▸ **Description of the task**
Reproduce all of the data below, replacing every occurrence of "even-odd" with "nonzero" and changing nothing else.

##############################

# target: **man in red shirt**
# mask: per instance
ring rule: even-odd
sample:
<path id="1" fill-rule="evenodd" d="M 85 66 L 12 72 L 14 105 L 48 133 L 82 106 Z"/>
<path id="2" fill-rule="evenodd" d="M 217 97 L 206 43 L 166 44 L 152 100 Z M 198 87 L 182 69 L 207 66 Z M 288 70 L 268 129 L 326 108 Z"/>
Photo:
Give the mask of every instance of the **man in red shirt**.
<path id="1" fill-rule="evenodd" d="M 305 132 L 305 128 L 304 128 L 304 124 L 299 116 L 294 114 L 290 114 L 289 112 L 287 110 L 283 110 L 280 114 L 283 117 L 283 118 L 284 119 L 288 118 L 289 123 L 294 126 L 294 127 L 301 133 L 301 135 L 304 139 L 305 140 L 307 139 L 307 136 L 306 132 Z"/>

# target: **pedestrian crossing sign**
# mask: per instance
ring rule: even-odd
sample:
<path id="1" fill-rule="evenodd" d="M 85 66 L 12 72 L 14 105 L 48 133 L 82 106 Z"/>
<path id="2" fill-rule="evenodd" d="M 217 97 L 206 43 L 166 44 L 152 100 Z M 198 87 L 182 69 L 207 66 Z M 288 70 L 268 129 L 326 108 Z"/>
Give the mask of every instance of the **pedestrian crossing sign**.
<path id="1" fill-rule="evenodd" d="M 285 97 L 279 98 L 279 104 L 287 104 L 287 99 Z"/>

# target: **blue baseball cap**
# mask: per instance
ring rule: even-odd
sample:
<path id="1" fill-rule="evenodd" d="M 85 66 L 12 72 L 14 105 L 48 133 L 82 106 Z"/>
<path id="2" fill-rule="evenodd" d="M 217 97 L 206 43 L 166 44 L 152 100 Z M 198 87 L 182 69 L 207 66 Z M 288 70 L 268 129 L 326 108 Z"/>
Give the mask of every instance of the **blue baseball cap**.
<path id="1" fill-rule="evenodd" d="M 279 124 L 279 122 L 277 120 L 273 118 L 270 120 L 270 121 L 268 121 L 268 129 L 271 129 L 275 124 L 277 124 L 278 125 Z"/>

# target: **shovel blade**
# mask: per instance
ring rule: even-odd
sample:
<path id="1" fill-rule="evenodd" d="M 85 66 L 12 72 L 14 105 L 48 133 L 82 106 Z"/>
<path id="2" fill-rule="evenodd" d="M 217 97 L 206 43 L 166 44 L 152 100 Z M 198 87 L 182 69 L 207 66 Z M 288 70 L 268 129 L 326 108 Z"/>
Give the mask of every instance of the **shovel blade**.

##############################

▸ **Result**
# target: **man in red shirt**
# mask: per instance
ring rule: nonzero
sample:
<path id="1" fill-rule="evenodd" d="M 85 66 L 12 72 L 14 105 L 48 133 L 82 106 Z"/>
<path id="2" fill-rule="evenodd" d="M 217 97 L 206 43 L 166 44 L 152 100 Z M 198 87 L 182 69 L 207 66 Z M 288 70 L 268 129 L 326 108 Z"/>
Photo:
Give the mask of every instance of the **man in red shirt**.
<path id="1" fill-rule="evenodd" d="M 305 132 L 305 128 L 304 128 L 304 124 L 299 116 L 294 114 L 290 114 L 289 112 L 287 110 L 283 110 L 280 114 L 283 117 L 283 118 L 284 119 L 288 118 L 289 123 L 294 126 L 294 127 L 301 133 L 301 135 L 304 139 L 305 140 L 307 139 L 307 136 L 306 132 Z"/>

# target: **pedestrian crossing sign**
# mask: per instance
ring rule: nonzero
sample:
<path id="1" fill-rule="evenodd" d="M 85 66 L 12 72 L 14 105 L 48 133 L 82 106 Z"/>
<path id="2" fill-rule="evenodd" d="M 217 97 L 206 43 L 166 44 L 152 100 Z M 198 87 L 182 69 L 207 66 Z M 288 70 L 268 129 L 326 108 Z"/>
Give the mask of every instance of the **pedestrian crossing sign**.
<path id="1" fill-rule="evenodd" d="M 285 97 L 279 98 L 279 104 L 287 104 L 287 99 Z"/>

# target: **blue baseball cap**
# mask: per instance
ring rule: nonzero
sample:
<path id="1" fill-rule="evenodd" d="M 85 66 L 12 72 L 14 105 L 48 133 L 82 106 Z"/>
<path id="2" fill-rule="evenodd" d="M 217 97 L 206 43 L 166 44 L 152 100 Z M 198 87 L 182 69 L 207 66 Z M 288 70 L 268 129 L 326 108 Z"/>
Give the mask of every instance of the **blue baseball cap**.
<path id="1" fill-rule="evenodd" d="M 279 124 L 279 122 L 277 120 L 273 118 L 270 120 L 270 121 L 268 121 L 268 129 L 271 129 L 275 124 L 277 124 L 278 125 Z"/>

# target: **shovel blade**
# mask: per instance
ring rule: nonzero
sample:
<path id="1" fill-rule="evenodd" d="M 85 66 L 12 72 L 14 105 L 48 133 L 82 106 Z"/>
<path id="2" fill-rule="evenodd" d="M 217 97 L 206 43 L 166 44 L 152 100 Z M 198 87 L 182 69 L 207 66 Z M 288 70 L 268 129 L 326 108 Z"/>
Give the mask of every instance of the **shovel blade**.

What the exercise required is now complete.